Passage »
^^^^^^^^^^^^^^^^

Vocational Rehabilitation: A Resource for Employment

Vocational Rehabilitation: A Resource for Employment

VR - Vocational Rehabilitation Logo in blue letters

Finding a job as a young person after recently graduating from college is a major challenge.  Some know exactly where they will end up, some take time off to “find themselves”, and some dive head-first into the struggle of finding a job.  As a person with disabilities, this struggle oftentimes comes with additional challenges.  Fortunately, for those of us facing such challenges, there are many resources that can be used to assist in this endeavor. 

Vocational Rehabilitation (VR), operated by the Department of Education, can be utilized for their many tools to aid those with disabilities in the preparation for the job search, finding gainful employment, and maintaining this employment. In my own experience with VR and an On-the-Job Training (OJT) program, I was placed in a job position that was a great fit utilizing both my education and experience in Journalism and Digital Communications which ultimately led to an employment opportunity.

^^^^^^^^^^^^^^^^

Supplied entries »
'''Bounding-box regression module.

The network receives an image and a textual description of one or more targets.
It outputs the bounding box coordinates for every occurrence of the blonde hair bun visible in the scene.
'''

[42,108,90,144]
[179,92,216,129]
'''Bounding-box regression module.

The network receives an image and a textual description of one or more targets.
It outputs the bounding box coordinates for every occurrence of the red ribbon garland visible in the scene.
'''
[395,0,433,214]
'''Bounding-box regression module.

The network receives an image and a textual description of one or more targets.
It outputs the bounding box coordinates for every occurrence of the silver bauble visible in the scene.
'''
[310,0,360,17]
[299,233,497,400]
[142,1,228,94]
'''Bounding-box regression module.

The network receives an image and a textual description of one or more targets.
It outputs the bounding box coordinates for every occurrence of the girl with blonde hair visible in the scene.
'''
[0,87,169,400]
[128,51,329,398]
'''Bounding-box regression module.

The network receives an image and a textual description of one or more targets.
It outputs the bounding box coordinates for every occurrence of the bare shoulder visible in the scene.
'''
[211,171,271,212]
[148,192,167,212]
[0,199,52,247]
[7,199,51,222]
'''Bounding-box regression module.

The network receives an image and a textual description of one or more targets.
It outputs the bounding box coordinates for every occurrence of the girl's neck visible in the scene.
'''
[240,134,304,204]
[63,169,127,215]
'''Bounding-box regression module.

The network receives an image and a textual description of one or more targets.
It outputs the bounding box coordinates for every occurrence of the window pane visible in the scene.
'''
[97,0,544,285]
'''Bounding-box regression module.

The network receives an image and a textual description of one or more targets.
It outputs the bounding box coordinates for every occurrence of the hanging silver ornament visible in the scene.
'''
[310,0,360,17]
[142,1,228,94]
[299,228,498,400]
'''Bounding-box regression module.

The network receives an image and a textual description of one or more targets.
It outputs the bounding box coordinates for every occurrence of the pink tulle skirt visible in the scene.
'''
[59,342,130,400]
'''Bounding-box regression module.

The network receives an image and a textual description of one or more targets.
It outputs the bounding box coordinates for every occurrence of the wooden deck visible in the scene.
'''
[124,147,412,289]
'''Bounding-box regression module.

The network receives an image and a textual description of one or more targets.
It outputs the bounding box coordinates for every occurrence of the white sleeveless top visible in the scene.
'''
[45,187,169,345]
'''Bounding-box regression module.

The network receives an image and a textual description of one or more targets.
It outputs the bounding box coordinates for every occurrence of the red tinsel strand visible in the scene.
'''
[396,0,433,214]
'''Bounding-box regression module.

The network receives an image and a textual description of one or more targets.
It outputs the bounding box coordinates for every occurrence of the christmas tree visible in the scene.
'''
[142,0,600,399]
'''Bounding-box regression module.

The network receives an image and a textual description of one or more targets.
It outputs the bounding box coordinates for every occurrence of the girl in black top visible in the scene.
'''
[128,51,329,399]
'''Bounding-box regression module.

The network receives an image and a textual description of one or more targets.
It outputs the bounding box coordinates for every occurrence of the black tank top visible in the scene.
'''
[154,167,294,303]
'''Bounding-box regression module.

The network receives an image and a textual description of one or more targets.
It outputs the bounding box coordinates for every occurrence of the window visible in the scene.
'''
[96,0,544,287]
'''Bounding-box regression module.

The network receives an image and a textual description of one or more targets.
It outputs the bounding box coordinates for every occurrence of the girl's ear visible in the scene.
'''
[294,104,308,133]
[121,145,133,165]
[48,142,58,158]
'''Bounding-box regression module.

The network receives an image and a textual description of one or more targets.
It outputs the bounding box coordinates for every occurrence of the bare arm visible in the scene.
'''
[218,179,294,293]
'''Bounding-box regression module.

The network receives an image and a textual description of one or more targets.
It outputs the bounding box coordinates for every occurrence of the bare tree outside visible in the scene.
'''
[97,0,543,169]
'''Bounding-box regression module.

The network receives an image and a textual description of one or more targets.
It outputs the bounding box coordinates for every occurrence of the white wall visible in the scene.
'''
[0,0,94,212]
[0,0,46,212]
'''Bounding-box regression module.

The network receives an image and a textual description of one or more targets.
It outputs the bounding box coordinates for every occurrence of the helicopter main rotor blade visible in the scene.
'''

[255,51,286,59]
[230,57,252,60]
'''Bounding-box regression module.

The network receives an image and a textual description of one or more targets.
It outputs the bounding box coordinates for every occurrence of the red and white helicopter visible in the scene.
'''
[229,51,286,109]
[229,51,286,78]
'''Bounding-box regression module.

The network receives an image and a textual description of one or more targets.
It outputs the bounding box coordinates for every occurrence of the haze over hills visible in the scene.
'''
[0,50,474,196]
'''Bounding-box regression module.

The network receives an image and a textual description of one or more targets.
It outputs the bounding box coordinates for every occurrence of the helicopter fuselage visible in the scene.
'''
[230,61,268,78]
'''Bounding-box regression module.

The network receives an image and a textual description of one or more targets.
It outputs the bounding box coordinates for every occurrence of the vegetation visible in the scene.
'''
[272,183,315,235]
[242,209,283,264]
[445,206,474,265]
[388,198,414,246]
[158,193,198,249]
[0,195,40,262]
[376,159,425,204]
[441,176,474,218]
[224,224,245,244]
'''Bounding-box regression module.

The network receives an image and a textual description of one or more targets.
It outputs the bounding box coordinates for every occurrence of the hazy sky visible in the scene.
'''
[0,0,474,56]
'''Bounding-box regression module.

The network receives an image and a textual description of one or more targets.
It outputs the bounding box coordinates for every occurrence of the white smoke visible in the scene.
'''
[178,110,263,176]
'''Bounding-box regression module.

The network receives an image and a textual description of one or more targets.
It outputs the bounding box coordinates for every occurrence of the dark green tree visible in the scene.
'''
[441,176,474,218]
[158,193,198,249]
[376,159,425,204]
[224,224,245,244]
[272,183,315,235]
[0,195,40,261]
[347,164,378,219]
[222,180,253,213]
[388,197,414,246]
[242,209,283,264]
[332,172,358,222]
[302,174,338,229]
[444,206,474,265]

^^^^^^^^^^^^^^^^

Task »
Decide whether each statement agrees with the passage on Vocational Rehabilitation. Answer yes or no, and quote the words from the passage that settle it. (a) Vocational Rehabilitation is run by the Department of Labor. (b) The writer's placement drew on education and experience in Journalism and Digital Communications. (c) For a person with disabilities, the job search often comes with additional challenges.

Response to this exercise »
(a) No: "operated by the Department of Education"
(b) Yes: "utilizing both my education and experience in Journalism and Digital Communications"
(c) Yes: "As a person with disabilities, this struggle oftentimes comes with additional challenges."